§ Passage choisi
%%
La lutte contre la contagion dans l'épidémie de fièvre hémorragique Ebola qui touche le nord-est de la République démocratique du Congo se heurte aux traditions et aux coutumes locales qui encouragent la proximité des familles auprès des malades et des défunts.

Cette maladie inguérissable qui touche depuis plusieurs mois la région d'Isiro dans le nord-est de la RDC a fait 36 victimes répertoriées. Elle se transmet par contact direct avec le sang, les sécrétions corporelles (sueur, urine, selles), par voie sexuelle et par la manipulation sans précaution de cadavres contaminés.

Les coutumes et croyances locales, qui entourent de beaucoup de respect les personnes âgées ou malades et attribuent aux personnes décédées une possibilité d'intervention sur les événements, vont à l'encontre de toute précaution d'isolement du malade ou du défunt pour éviter la contagion, a expliqué à l'AFP un médecin européen intervenu sur place et désireux de garder l'anonymat.

Le ministre de la Santé, M. Felix Kabanga Numbi, en annonçant vendredi que l'épidémie était sur le point d'être considérée comme éteinte après 21 jours sans signalement, a reconnu que les équipes médicales avaient rencontré des difficultés avec les habitants. Leurs voitures ont été la cible de jets de pierre et lors d'un enterrement «sécurisé» la population s'en est prise aux infirmiers et assistants.

Selon un photographe occidental qui était sur place, des malades ont quitté la ville de peur d'être isolés et sont allés se réfugier dans la forêt. Ils y sont décédés sans que personne n'en soit averti sauf leur famille qui a gardé le silence.
%%
(Entrées de données enregistrées)
%%
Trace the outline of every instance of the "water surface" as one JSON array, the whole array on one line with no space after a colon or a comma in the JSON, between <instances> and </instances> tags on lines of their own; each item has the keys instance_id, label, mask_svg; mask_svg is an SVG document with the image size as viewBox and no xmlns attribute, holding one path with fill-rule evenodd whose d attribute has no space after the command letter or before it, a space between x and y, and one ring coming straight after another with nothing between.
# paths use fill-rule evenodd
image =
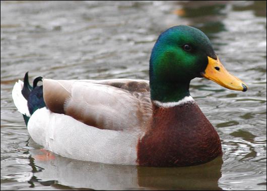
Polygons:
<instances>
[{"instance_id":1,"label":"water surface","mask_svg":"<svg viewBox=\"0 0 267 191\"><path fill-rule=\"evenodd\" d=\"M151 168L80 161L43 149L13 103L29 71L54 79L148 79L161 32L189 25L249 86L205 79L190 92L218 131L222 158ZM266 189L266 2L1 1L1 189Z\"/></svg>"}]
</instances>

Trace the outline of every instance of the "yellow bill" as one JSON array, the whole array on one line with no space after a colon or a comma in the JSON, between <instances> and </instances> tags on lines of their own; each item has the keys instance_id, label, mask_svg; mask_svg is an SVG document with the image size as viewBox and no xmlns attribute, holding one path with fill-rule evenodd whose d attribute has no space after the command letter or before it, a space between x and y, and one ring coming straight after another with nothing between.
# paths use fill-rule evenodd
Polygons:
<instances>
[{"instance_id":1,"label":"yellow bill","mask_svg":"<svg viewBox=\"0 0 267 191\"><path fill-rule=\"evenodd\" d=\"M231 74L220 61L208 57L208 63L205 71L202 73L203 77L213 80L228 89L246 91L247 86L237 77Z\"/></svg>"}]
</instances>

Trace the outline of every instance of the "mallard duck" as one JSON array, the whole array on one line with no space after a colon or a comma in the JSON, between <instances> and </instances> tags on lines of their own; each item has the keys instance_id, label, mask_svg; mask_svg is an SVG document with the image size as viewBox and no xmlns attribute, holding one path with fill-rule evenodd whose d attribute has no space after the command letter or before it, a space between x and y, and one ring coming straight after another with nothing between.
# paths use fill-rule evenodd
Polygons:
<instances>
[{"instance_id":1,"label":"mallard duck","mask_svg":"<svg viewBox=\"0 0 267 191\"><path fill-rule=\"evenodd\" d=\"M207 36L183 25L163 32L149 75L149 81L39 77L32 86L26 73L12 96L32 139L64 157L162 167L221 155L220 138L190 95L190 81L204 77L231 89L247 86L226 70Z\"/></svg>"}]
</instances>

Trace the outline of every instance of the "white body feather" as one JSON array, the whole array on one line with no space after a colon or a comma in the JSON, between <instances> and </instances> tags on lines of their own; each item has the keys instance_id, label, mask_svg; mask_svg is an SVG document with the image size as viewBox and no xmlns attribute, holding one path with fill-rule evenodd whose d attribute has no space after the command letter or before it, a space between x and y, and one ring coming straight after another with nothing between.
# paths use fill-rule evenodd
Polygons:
%%
§ Questions d'étude
**1.** Combien de victimes répertoriées la maladie a-t-elle faites dans la région d'Isiro, d'après le texte sur l'épidémie d'Ebola ?
**2.** Citez toutes les sécrétions corporelles que le texte sur l'épidémie d'Ebola donne en exemple.
**3.** Reprenez le texte sur l'épidémie d'Ebola après sa dernière phrase et poursuivez-en la rédaction.

§ Réponses aux consignes
**1.** Elle a fait 36 victimes répertoriées.

**2.** La sueur, l'urine et les selles.

**3.**
Des équipes de psycho-cliniciens ont du être constituées afin de rassurer la population, a expliqué le ministre. Une vidéo a même dû être réalisée sur «l'espace de confinement» dans lequel étaient enfermés les malades pour éviter la contagion. Elle a été montrée dans Isiro, une ville d'environ 300 000 habitants, et aux alentours.

Cette vidéo a d'abord «choqué» a reconnu le ministre puis, selon lui, «la population a senti le danger». Selon le médecin rencontré par l'AFP, l'attitude des équipes soignantes, venues d'Europe pour la plupart, a aussi heurté les populations. Les premiers jours les habits des défunts ont été brûlés ainsi que leurs matelas, ce qui a choqué les familles dans une région terriblement démunie.

Des rumeurs ont également été lancées sur les bénéfices que tiraient ces étrangers de cette maladie. Le ministre a accusé un opposant d'avoir fait courir le bruit qu'il s'enrichissait à cette occasion. En fait, l'arrivée dans une région reculée de dizaines de médecins, d'épidémiologistes, de vétérinaires, a bouleversé son équilibre économique.

Une infirmière qui gagnait en temps normal 100 dollars par mois en a gagné subitement autant dans une journée en accompagnant une équipe médicale, et cela a suscité de nombreuses jalousies, a raconté le médecin rencontré par l'AFP.

Les mêmes symptômes que le paludisme

Les premiers symptômes d'Ebola s'apparentent au paludisme, une maladie largement répandue : fièvre et mal de tête. Dans tous les villages, généralement accessibles seulement en moto, des infirmiers ont collecté le sang du moindre malade afin de l'analyser.

Dès le début de cette épidémie, le 17 août, les autorités de RDC, l'Organisation mondiale de la santé, l'UNICEF, le comité pour les maladies contagieuses d'Atlanta, la Croix Rouge et Médecins sans Frontières ont dépêché leurs équipes sur place.

Leur enquête épidémiologique n'a toujours pas apporté de réponse sur l'origine de cette maladie. Le «réservoir» du virus est un animal, sait-on depuis l'apparition de cette maladie en 1976. La contamination viendrait de la consommation de cadavres trouvés en brousse. Mais les chercheurs n'ont pas réussi à déterminer l'animal, contrairement à la fièvre de Marburg, dont on sait qu'elle est véhiculée par les chauves-souris.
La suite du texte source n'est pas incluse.